> _TASK GOAL_
Return all of the material, keeping each line exactly as it is.

> _DATA UNDER STUDY_

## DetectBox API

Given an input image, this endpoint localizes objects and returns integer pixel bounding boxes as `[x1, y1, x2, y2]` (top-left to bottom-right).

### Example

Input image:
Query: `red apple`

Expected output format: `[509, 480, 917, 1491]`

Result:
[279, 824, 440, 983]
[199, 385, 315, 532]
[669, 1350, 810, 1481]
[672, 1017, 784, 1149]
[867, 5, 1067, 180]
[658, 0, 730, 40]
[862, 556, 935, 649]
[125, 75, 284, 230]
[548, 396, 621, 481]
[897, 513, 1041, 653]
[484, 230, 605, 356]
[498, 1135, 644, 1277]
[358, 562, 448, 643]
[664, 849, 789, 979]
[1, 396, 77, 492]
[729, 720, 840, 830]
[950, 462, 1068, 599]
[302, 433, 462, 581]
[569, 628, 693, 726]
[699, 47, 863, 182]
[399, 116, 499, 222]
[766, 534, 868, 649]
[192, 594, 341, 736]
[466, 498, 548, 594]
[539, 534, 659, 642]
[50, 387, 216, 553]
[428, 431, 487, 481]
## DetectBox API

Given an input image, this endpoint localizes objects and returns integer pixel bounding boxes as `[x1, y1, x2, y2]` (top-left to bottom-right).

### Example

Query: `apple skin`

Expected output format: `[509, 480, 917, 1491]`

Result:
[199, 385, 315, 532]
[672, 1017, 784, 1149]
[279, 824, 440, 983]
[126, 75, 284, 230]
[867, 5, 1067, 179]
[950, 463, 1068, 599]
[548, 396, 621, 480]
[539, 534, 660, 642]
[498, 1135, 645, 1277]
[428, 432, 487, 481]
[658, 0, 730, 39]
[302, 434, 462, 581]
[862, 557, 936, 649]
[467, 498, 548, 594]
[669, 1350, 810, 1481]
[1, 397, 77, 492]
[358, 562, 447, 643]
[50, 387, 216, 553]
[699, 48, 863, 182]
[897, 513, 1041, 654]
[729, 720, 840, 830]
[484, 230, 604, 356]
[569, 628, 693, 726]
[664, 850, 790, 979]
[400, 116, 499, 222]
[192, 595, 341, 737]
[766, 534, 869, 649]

> _REPLY_
## DetectBox API

Given an input image, this endpoint localizes objects and returns integer pixel bounding boxes as `[x1, y1, x2, y2]` (top-left to bottom-right).

### Example

Input image:
Query: `red apple`

Expected output format: `[509, 480, 917, 1491]`

Result:
[279, 824, 440, 983]
[199, 385, 315, 532]
[669, 1350, 810, 1481]
[672, 1017, 784, 1149]
[867, 5, 1067, 180]
[658, 0, 730, 40]
[862, 556, 935, 649]
[125, 75, 284, 230]
[548, 396, 621, 481]
[897, 513, 1041, 653]
[484, 230, 605, 356]
[498, 1135, 644, 1277]
[358, 562, 448, 643]
[664, 849, 789, 979]
[1, 396, 77, 492]
[729, 720, 840, 830]
[950, 462, 1068, 599]
[302, 433, 462, 581]
[569, 628, 693, 726]
[699, 47, 863, 182]
[399, 116, 499, 222]
[766, 534, 868, 649]
[192, 594, 341, 736]
[466, 498, 548, 594]
[539, 534, 659, 642]
[50, 387, 216, 553]
[428, 431, 487, 481]
## DetectBox API

Given an input image, this endpoint localizes objects and returns integer pixel bounding boxes as `[x1, y1, x2, y2]` (top-left to bottom-right).

### Example

Query: `apple skin`

Expected output format: `[509, 480, 917, 1491]`

Result:
[199, 385, 315, 532]
[672, 1017, 784, 1149]
[279, 824, 440, 983]
[126, 75, 284, 230]
[867, 5, 1067, 179]
[950, 463, 1068, 599]
[548, 396, 621, 480]
[539, 534, 660, 642]
[498, 1135, 645, 1277]
[428, 432, 487, 481]
[658, 0, 730, 39]
[302, 434, 462, 581]
[862, 557, 936, 649]
[467, 498, 548, 594]
[669, 1350, 810, 1481]
[1, 397, 77, 492]
[358, 562, 447, 643]
[50, 387, 216, 553]
[699, 48, 863, 182]
[897, 513, 1041, 654]
[729, 720, 840, 830]
[484, 230, 604, 356]
[569, 628, 693, 726]
[664, 850, 790, 979]
[400, 116, 499, 222]
[192, 595, 341, 737]
[766, 534, 869, 649]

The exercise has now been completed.